■ **Stated exercise**: List every line below that contains the word "pocket", copying each one in full.

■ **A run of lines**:
★ ★ ★ ★ ★ ★ ★
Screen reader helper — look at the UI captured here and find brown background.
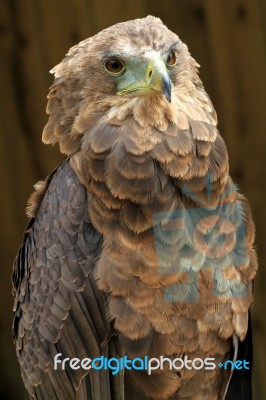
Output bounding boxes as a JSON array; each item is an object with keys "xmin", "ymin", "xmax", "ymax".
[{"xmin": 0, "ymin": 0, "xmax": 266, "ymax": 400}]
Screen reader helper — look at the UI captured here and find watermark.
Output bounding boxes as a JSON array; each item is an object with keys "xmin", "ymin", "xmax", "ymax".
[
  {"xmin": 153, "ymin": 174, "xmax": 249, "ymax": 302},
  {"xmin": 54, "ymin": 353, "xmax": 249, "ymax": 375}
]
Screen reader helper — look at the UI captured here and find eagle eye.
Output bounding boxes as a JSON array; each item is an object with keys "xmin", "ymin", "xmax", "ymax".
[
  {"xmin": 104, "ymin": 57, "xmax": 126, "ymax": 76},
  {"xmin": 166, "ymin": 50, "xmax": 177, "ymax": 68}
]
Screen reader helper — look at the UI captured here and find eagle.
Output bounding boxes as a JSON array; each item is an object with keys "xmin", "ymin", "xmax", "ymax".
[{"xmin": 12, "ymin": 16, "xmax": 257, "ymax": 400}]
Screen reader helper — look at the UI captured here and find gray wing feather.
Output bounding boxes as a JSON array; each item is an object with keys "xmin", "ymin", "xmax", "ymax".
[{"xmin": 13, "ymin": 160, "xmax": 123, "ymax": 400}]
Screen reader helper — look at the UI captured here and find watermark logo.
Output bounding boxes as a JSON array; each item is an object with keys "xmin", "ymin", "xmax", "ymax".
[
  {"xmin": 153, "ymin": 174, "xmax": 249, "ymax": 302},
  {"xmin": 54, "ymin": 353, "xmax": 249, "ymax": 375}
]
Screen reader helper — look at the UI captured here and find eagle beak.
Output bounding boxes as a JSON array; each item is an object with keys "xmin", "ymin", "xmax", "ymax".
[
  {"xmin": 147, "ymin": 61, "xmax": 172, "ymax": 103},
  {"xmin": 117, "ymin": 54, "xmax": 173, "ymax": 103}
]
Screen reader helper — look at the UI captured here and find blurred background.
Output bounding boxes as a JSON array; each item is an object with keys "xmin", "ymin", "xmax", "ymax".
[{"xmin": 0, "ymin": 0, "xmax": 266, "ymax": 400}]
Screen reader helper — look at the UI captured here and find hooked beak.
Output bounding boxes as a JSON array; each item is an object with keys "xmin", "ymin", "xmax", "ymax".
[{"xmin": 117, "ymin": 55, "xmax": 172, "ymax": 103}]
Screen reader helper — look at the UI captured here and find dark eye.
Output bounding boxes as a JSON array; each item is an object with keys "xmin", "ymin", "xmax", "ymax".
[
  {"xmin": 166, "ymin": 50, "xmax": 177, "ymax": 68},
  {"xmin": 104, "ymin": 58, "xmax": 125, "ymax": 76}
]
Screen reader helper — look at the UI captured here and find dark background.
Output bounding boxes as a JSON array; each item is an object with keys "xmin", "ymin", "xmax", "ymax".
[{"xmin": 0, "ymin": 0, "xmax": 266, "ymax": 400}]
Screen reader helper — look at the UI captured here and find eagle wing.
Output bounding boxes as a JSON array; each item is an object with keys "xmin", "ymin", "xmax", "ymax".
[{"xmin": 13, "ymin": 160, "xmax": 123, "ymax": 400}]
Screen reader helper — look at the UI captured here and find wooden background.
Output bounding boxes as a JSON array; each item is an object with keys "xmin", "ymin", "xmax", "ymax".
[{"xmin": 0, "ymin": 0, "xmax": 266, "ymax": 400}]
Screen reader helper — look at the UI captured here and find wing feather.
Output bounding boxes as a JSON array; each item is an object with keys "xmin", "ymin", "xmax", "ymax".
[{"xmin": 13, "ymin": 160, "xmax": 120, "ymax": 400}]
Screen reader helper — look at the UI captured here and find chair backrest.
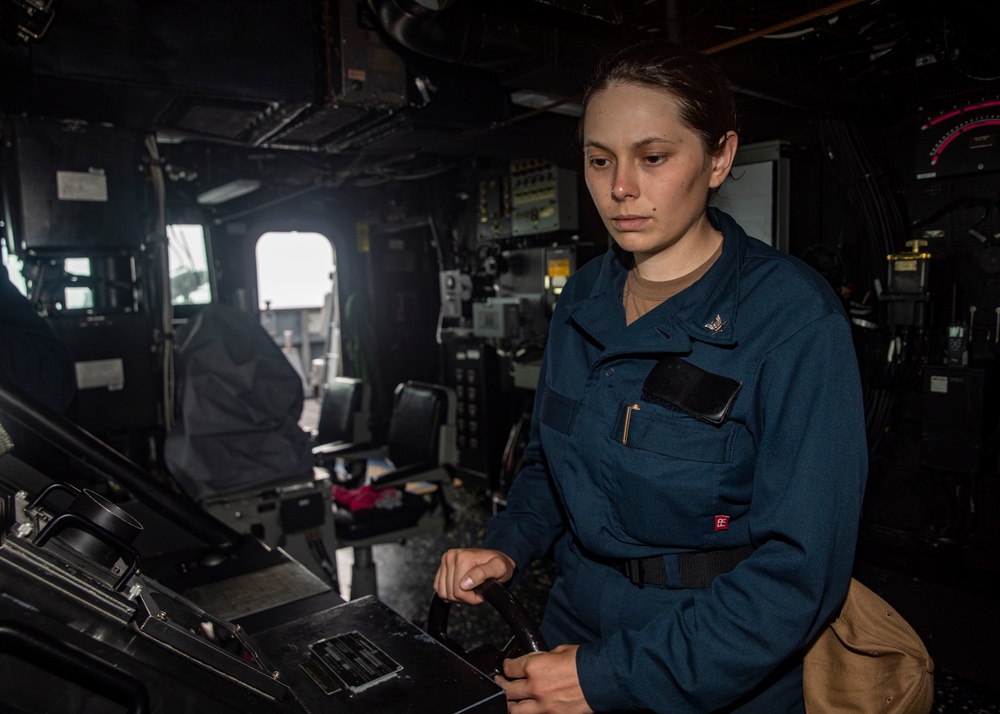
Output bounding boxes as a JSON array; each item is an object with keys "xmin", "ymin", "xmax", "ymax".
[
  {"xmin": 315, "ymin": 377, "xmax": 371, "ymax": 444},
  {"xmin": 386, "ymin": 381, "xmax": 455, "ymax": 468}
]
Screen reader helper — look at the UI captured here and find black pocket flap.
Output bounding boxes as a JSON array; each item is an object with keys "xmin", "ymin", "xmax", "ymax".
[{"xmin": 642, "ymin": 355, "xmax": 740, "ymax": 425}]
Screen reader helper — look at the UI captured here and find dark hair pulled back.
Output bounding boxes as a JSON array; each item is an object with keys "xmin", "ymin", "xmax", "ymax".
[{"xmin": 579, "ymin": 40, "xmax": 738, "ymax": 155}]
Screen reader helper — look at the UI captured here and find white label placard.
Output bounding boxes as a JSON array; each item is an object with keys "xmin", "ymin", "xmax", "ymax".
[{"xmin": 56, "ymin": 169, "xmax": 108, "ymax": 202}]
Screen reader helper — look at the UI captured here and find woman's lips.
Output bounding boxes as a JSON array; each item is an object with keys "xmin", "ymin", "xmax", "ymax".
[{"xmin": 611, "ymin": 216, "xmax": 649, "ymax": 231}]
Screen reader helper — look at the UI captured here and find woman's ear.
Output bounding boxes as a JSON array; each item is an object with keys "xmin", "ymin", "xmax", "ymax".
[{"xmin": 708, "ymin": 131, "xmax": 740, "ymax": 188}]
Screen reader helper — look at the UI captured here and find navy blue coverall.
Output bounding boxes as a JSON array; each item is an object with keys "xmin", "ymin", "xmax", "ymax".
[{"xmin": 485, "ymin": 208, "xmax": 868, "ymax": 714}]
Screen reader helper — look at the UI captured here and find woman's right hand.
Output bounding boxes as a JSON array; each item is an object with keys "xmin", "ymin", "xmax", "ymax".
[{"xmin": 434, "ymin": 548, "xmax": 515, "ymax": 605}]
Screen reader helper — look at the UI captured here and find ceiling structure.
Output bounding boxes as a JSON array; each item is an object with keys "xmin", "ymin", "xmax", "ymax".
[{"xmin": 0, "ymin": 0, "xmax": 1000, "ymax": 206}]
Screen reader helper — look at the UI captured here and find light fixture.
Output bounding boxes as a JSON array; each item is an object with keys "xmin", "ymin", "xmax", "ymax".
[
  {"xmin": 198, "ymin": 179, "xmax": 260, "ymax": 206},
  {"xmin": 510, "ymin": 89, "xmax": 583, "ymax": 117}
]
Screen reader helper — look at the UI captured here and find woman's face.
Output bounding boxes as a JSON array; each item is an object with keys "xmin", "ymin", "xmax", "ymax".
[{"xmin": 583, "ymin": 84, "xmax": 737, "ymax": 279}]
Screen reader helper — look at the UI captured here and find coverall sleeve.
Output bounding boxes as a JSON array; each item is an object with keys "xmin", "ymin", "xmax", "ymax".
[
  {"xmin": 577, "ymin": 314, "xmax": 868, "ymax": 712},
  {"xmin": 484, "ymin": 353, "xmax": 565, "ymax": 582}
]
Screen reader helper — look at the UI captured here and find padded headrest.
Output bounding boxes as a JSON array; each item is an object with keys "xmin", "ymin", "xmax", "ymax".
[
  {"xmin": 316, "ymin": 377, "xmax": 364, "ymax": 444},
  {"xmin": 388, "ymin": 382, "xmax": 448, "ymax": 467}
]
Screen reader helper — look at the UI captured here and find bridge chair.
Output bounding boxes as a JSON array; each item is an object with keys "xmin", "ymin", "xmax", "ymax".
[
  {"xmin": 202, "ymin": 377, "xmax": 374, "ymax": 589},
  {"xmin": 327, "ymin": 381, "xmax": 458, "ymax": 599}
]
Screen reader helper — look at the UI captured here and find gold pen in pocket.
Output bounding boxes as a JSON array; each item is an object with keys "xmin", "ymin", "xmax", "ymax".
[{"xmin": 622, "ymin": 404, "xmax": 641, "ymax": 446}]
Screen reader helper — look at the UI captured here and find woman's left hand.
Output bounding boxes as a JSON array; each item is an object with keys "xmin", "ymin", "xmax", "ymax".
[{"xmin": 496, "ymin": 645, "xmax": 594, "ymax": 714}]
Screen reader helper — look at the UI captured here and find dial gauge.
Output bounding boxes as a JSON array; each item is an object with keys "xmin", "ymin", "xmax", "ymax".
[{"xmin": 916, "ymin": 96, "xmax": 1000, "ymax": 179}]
★ ★ ★ ★ ★ ★ ★
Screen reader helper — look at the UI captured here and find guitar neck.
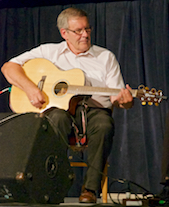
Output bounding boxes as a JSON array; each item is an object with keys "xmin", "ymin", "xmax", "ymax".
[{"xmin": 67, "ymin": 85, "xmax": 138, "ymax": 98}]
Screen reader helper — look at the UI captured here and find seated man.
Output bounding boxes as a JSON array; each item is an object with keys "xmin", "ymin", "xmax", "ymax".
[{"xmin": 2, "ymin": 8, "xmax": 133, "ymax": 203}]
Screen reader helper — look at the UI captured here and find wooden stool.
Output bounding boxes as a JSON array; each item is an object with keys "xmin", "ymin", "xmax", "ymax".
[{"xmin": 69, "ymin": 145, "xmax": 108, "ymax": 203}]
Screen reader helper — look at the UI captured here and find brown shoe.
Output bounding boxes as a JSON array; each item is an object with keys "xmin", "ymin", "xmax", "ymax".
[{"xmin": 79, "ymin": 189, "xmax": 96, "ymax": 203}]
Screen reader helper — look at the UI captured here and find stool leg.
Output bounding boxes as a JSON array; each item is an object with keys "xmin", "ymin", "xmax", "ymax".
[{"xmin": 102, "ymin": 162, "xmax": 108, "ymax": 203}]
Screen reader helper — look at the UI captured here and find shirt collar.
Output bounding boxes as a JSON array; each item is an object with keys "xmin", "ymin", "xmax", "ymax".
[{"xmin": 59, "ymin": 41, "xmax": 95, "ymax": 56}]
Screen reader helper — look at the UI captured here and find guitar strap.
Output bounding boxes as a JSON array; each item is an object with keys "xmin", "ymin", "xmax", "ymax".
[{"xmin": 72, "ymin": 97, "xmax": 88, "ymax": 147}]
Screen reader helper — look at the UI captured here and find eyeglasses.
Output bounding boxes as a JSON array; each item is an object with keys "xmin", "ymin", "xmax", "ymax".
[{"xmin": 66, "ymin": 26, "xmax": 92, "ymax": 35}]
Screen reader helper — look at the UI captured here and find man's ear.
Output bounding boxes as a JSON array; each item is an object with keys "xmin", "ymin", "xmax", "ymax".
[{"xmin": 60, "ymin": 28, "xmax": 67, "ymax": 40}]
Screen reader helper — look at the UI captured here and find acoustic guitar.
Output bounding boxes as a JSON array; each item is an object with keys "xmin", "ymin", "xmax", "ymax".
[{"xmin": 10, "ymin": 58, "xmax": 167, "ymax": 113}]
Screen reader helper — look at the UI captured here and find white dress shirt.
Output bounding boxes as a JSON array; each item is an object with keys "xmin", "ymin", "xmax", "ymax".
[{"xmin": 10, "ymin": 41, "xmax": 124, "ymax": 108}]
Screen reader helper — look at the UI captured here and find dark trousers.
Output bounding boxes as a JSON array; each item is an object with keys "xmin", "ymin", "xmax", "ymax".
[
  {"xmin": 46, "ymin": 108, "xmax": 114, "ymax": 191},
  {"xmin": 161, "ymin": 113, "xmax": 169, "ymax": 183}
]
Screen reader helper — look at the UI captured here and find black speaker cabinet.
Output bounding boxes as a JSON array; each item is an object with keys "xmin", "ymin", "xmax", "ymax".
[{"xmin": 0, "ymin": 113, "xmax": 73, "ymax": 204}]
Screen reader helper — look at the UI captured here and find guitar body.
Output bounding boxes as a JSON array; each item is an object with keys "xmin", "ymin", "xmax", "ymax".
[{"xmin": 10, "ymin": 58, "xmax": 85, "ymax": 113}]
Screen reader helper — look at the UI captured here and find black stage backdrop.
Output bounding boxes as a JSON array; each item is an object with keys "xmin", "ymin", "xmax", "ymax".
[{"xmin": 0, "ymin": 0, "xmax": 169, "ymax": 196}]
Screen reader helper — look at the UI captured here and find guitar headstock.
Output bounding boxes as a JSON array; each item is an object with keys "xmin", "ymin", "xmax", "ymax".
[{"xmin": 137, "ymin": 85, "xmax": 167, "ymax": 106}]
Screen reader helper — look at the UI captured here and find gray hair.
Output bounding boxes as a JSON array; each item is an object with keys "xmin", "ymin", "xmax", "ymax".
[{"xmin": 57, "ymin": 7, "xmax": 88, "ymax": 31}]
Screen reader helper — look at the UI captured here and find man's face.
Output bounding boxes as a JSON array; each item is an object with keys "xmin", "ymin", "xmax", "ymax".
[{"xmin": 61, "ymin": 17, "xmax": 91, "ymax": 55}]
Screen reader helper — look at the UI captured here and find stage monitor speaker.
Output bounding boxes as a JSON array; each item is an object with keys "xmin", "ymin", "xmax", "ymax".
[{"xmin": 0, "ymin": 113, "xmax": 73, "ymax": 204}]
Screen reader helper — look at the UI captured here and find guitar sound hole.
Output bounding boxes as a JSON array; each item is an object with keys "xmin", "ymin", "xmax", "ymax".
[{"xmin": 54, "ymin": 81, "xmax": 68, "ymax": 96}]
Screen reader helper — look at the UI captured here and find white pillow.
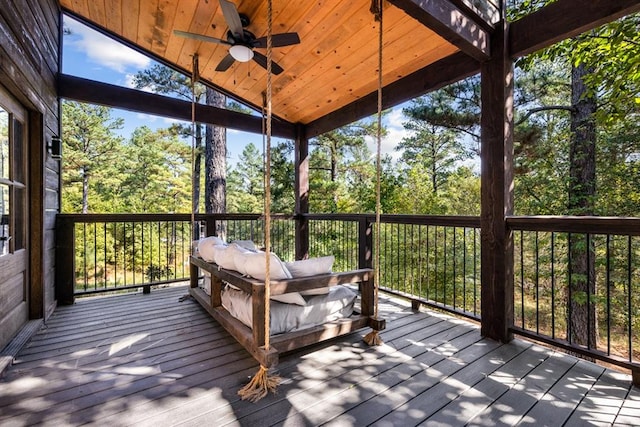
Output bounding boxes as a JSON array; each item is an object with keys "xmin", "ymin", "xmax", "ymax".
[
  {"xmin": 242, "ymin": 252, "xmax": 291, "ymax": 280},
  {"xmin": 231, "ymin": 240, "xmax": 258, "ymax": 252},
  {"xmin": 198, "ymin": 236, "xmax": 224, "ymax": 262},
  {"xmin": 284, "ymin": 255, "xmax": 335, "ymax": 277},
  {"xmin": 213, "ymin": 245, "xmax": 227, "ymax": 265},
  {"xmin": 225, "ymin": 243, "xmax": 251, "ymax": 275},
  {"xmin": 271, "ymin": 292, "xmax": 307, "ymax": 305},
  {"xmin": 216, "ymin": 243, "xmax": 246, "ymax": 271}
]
★ ★ ★ ★ ★ ★ ★
■ **Expected output**:
Screen reader helper — look at the UI captured here and find black pocket flap.
Screen reader helper — look at the UI captured here and find gold pen in pocket.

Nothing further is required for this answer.